What the task asks. From the line that includes "Target = grassy bank" to the last line of the data, quote each line precisely; both boundary lines belong in the answer.

Supplied records.
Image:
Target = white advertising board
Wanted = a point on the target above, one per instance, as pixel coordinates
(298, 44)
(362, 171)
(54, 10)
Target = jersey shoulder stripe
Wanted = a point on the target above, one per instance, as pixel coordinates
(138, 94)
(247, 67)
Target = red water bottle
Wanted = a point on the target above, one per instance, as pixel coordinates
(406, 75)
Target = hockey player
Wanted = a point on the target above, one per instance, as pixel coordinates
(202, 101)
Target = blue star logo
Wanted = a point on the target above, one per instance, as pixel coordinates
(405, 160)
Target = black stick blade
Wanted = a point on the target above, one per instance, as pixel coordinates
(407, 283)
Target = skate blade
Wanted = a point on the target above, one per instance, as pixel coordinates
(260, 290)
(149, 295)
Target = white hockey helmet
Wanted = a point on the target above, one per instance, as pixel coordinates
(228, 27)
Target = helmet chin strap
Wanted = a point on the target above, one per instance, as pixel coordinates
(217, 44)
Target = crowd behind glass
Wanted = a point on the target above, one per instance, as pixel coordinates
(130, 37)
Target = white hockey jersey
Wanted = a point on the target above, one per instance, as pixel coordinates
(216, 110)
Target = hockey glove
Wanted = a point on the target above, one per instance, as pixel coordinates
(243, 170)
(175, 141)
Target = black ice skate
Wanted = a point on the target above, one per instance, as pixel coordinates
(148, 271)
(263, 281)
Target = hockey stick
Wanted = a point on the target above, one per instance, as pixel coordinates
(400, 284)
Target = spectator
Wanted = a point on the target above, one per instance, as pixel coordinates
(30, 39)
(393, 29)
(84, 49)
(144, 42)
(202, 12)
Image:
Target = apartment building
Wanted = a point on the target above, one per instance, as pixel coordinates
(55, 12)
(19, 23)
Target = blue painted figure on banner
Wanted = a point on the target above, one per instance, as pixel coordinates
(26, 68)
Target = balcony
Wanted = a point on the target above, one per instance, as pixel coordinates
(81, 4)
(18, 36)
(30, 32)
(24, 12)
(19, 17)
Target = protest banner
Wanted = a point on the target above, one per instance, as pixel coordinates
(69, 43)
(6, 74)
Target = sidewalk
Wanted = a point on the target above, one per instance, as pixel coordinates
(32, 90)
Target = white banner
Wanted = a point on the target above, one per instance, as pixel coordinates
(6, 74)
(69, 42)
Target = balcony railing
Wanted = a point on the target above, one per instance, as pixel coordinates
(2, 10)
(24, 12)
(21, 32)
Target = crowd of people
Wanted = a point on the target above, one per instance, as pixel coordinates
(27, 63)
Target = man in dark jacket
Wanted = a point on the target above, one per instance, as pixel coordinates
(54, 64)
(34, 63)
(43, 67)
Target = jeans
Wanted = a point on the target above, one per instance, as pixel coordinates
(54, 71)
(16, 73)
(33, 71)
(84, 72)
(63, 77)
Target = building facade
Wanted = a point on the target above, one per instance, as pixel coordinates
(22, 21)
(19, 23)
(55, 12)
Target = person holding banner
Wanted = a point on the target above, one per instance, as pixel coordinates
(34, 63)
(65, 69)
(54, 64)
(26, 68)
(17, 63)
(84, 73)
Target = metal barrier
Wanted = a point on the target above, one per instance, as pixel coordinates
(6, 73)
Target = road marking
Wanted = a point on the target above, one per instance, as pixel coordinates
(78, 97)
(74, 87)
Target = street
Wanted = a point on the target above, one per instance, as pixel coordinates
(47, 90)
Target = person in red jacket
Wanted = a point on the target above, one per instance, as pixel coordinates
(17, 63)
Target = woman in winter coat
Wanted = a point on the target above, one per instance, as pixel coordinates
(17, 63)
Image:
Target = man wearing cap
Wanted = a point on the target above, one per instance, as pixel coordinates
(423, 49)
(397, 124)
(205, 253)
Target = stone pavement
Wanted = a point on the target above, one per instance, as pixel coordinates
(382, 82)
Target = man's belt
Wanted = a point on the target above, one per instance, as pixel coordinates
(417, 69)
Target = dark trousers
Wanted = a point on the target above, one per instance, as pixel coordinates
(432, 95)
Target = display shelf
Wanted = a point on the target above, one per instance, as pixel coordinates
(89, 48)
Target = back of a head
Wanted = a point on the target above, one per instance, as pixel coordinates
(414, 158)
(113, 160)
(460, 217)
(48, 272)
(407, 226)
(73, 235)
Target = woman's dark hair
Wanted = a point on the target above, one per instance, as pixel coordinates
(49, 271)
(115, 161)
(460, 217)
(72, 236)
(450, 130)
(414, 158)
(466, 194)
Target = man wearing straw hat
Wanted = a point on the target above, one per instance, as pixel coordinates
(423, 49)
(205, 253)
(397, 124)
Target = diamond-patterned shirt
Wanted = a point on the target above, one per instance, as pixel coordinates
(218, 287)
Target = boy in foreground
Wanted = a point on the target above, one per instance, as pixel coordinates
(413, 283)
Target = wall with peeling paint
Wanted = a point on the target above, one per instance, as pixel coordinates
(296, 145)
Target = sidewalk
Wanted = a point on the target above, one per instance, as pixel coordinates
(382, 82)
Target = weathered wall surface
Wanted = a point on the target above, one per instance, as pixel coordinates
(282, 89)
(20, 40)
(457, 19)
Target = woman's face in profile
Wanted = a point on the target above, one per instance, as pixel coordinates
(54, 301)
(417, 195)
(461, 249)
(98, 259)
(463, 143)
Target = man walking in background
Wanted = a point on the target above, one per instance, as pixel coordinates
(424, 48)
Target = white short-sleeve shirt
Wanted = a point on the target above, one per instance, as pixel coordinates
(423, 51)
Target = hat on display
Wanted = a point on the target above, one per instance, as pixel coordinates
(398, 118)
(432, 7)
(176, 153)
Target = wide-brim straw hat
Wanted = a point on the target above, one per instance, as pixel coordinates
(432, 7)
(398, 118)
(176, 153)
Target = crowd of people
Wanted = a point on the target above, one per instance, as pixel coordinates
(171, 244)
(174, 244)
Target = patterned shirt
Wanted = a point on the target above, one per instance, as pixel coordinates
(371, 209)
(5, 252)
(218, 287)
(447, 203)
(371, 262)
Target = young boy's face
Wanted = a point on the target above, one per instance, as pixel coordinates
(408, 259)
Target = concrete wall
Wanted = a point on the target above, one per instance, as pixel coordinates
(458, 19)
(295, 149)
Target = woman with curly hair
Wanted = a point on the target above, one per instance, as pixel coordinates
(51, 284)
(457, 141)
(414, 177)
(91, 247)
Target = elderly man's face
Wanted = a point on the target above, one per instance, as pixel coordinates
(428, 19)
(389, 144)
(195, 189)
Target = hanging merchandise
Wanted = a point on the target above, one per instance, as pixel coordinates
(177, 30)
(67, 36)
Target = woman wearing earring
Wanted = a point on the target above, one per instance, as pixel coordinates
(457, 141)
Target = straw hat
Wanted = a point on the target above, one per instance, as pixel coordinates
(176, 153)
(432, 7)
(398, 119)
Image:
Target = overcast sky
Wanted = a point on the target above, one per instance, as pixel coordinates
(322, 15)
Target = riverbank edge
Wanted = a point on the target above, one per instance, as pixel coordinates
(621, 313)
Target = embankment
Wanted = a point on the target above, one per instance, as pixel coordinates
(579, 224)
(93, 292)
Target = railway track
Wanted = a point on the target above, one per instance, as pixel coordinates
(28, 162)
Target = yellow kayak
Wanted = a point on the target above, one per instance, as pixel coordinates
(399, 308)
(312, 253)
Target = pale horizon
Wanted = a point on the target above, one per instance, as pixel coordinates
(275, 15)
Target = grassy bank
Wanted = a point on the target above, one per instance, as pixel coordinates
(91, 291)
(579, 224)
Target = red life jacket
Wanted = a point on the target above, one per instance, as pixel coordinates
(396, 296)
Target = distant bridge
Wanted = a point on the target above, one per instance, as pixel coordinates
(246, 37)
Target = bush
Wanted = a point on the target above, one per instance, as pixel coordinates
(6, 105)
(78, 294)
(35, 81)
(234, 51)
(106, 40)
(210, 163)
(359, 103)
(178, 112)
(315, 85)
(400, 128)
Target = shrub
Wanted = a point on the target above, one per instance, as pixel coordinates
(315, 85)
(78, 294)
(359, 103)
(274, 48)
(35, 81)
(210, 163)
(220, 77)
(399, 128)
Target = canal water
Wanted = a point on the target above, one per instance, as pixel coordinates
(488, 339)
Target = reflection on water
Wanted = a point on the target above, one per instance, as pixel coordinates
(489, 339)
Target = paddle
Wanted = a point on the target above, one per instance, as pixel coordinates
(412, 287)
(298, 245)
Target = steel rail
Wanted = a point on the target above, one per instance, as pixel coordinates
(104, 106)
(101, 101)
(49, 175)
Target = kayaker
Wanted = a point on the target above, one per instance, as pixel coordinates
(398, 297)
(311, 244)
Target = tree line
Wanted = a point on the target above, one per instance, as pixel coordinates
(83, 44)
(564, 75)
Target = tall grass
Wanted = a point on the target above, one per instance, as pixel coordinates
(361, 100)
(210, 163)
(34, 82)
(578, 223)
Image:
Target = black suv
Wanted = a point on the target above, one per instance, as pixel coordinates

Reply.
Target = grassy bank
Wanted = a point on the target above, one per instance, as pixel coordinates
(91, 291)
(579, 224)
Target = red life jacket
Wanted = a point on the target above, one per instance, as pixel coordinates
(396, 296)
Target = distant bridge
Wanted = a point on the target above, one per instance, as pixel coordinates
(246, 37)
Target = bush
Wanted = a point on the target above, one per instance, as pixel coordinates
(6, 105)
(78, 294)
(35, 81)
(234, 51)
(106, 40)
(210, 163)
(359, 103)
(178, 112)
(315, 85)
(400, 128)
Target = shrub
Wanted = a point on the target above, one per instance, as pixel coordinates
(315, 85)
(78, 294)
(359, 103)
(274, 48)
(35, 81)
(210, 163)
(220, 77)
(399, 128)
Target = canal water
Wanted = a point on the target above, one per instance, as pixel coordinates
(488, 339)
Target = reflection on water
Wanted = a point on the target above, one per instance, as pixel coordinates
(489, 339)
Target = paddle
Wanted = a point on the target above, one per instance, as pixel coordinates
(412, 287)
(298, 245)
Target = steel rail
Wanted = a point on the target above, one per instance, as pixel coordinates
(104, 106)
(101, 101)
(49, 175)
Target = kayaker
Wanted = a point on the target above, one per instance, as pixel coordinates
(398, 297)
(311, 244)
Target = tree line
Wanted = a point on the target above, one per instance, as pixel coordinates
(83, 44)
(564, 75)
Target = tall grass
Wanted = a point on the target above, one per instance, as pixel coordinates
(361, 100)
(210, 163)
(34, 82)
(578, 223)
Image:
Target = black suv
Wanted = a point on the target above, one per instance, as pixel coordinates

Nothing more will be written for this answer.